• EXERCISE REQUIREMENTS:
Arrange the lines below as a Markdown table with the columns "No." and "Line," numbering each row and skipping any blank lines. Leave the pictures out of your answer.
##### SUPPLIED INFORMATION #####
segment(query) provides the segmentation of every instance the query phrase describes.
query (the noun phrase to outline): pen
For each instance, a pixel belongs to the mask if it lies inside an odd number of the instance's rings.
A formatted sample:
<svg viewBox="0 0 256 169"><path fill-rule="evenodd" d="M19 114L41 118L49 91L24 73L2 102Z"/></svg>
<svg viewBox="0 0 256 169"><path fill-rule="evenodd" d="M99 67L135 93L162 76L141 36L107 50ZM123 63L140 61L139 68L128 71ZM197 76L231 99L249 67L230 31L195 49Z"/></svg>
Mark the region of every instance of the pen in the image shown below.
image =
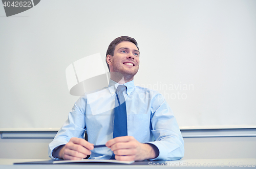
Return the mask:
<svg viewBox="0 0 256 169"><path fill-rule="evenodd" d="M93 146L94 147L94 148L100 148L100 147L106 147L106 145L105 145L105 144L94 145Z"/></svg>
#####
• ANSWER IN FULL:
| No. | Line |
|---|---|
| 1 | segment(query) provides the segmentation of every instance the query phrase describes. |
| 2 | query (the noun phrase to outline): pen |
| 3 | For each instance, a pixel belongs to the mask if it lies inside an odd number of the instance's rings. |
| 4 | A formatted sample: |
| 5 | <svg viewBox="0 0 256 169"><path fill-rule="evenodd" d="M19 114L41 118L49 91L24 73L2 102Z"/></svg> |
| 6 | <svg viewBox="0 0 256 169"><path fill-rule="evenodd" d="M99 67L135 93L162 76L141 36L107 50ZM123 63L140 61L139 68L128 71ZM197 76L231 99L249 67L230 31L195 49Z"/></svg> |
| 7 | Mark the region of every instance of the pen in the image shown below. |
| 8 | image = |
| 9 | Return the mask: |
| 10 | <svg viewBox="0 0 256 169"><path fill-rule="evenodd" d="M93 146L94 147L94 148L100 148L100 147L106 147L106 145L105 145L105 144L94 145Z"/></svg> |